_Given request_. Pick out each of the lines below that contains the word "chaise", and copy those lines. Match case exactly.

#### Listing

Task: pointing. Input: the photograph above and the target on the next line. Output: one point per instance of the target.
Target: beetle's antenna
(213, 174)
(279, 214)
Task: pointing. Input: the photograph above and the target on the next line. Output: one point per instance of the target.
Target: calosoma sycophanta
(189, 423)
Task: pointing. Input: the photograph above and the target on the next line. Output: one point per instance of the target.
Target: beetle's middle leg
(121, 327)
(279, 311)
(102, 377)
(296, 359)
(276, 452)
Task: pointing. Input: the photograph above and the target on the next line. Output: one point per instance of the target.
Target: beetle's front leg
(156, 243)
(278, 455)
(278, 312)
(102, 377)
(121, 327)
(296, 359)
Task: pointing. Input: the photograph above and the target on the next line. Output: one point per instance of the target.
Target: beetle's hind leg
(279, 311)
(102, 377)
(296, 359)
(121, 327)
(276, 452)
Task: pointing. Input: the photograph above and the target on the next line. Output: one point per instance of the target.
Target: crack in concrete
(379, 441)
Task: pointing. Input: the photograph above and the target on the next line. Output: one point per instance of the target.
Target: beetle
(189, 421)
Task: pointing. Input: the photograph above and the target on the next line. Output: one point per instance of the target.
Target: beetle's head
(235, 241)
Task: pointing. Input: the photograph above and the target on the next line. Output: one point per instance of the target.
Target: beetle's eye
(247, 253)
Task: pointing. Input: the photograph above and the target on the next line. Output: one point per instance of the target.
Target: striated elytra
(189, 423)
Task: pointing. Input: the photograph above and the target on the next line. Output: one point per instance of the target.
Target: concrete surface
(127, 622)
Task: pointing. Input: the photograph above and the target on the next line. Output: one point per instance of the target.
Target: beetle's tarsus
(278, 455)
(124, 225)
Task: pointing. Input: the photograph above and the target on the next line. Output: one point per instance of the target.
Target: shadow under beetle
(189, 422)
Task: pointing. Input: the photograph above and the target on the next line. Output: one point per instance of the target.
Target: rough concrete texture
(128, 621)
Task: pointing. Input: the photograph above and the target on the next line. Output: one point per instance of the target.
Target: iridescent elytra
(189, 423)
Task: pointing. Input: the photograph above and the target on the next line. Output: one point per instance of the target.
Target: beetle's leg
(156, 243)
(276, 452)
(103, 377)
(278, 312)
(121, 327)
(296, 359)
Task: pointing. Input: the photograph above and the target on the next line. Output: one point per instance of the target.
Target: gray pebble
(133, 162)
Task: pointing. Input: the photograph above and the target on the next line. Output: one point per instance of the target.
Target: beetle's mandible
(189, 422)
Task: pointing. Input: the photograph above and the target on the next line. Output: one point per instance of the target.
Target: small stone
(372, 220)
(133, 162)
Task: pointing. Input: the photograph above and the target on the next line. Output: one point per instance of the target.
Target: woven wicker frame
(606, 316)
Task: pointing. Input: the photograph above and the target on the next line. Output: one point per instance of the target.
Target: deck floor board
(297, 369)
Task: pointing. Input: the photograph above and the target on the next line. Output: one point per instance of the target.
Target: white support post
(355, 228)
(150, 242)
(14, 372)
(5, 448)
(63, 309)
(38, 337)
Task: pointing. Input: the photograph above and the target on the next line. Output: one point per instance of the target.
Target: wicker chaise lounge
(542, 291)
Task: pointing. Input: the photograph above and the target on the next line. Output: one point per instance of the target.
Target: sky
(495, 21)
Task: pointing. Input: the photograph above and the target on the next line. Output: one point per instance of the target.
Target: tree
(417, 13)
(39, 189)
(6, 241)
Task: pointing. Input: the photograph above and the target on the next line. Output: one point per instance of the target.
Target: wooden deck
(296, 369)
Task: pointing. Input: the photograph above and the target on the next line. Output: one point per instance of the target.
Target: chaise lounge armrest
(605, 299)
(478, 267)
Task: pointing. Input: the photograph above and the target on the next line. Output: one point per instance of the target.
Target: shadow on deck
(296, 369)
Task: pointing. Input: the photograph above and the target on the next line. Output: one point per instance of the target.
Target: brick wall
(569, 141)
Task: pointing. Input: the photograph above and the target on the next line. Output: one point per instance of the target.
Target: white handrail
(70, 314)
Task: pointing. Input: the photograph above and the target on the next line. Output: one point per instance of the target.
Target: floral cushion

########

_Solution for this task_.
Target: wicker chaise lounge
Target: chaise lounge armrest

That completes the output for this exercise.